Exercise directions: Starting at the line that contains "Tag every instance of the wall", copy each line through the end of the listing below. Include both ends and output nothing more.

Excerpt from a dataset

^^^^^^^^

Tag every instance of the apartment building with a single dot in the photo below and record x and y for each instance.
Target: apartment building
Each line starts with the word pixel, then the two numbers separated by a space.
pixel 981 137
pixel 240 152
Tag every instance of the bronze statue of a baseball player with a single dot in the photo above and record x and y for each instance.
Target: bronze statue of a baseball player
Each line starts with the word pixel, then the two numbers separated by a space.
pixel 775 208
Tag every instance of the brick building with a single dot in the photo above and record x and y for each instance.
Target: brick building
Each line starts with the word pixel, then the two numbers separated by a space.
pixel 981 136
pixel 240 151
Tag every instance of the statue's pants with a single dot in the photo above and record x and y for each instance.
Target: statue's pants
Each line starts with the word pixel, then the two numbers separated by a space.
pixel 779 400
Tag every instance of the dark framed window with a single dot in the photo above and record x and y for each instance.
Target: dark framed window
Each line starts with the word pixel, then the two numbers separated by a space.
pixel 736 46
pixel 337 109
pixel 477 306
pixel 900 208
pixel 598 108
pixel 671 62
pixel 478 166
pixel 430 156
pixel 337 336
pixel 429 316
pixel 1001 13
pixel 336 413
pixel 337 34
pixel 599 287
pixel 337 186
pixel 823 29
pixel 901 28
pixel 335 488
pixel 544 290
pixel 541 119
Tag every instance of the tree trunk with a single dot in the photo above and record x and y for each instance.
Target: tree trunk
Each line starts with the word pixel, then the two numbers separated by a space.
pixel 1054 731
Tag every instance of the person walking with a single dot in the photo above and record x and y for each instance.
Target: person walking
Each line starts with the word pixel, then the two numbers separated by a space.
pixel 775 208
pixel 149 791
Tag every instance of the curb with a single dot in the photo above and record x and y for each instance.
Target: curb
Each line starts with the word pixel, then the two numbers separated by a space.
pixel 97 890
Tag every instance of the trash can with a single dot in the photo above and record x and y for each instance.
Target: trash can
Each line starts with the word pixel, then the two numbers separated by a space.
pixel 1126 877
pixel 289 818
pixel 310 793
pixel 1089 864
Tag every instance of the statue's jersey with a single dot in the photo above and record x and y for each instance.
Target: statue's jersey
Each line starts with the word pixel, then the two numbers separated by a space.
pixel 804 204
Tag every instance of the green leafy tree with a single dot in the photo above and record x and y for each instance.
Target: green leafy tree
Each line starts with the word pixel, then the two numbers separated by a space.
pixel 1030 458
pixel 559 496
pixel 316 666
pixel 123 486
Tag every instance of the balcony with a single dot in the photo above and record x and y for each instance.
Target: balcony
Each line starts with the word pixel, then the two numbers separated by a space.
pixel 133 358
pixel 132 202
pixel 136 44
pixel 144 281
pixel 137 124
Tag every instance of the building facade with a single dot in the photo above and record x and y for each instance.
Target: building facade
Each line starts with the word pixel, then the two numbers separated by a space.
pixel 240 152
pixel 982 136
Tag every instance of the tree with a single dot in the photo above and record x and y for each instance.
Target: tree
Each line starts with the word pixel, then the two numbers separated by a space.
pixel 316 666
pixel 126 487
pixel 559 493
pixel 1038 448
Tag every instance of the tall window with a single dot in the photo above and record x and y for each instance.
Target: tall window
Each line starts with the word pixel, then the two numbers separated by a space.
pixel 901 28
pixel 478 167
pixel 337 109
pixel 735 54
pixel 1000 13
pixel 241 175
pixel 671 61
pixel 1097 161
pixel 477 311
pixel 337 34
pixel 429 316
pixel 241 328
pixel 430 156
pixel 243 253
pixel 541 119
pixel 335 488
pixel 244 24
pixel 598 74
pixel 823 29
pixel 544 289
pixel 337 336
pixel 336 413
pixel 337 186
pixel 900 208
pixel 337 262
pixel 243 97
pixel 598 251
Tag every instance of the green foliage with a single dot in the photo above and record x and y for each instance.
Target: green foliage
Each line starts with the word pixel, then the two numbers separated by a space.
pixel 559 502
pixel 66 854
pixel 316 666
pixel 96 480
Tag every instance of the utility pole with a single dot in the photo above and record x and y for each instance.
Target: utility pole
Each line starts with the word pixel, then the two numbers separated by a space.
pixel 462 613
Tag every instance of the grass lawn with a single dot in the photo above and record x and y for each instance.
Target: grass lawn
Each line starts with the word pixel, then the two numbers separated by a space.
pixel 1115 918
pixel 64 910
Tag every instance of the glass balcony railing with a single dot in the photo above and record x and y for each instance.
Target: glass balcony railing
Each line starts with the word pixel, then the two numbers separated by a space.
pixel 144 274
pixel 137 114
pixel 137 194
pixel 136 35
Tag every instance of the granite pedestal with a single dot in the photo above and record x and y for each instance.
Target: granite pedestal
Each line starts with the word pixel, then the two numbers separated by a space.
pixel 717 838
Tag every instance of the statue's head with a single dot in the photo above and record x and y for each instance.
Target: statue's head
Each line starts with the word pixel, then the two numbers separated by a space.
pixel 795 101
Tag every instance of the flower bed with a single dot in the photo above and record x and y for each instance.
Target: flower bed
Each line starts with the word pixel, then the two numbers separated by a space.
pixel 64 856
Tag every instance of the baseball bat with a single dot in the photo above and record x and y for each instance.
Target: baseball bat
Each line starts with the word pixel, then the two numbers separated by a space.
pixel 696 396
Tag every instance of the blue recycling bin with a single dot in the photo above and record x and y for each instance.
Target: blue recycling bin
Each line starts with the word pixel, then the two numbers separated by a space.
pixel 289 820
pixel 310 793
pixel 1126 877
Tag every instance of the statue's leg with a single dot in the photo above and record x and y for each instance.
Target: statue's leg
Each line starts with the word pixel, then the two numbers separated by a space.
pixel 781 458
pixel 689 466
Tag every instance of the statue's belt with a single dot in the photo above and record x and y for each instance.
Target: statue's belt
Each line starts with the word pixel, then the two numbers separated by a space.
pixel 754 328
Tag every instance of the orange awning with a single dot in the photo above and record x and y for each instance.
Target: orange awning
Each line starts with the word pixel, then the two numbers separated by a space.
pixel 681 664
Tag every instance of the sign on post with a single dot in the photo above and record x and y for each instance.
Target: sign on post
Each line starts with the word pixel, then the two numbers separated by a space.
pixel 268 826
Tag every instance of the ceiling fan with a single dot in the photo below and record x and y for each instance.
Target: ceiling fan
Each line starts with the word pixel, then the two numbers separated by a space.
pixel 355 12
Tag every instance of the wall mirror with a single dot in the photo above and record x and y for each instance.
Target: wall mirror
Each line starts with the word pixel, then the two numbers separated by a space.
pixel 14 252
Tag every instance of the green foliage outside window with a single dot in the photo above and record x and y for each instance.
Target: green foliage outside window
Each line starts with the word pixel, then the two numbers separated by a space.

^^^^^^^^

Answer for this exercise:
Tag every instance of the wall mirror with a single dot in the photo above and record x and y for each instance.
Target: wall mirror
Each line starts with the word pixel, then the two numbers separated by a space.
pixel 14 252
Tag every instance of the green foliage outside window with a single dot in the photo above and record x and y for each instance.
Target: green foliage outside window
Each line starts with the word pixel, then the two numbers separated by a space.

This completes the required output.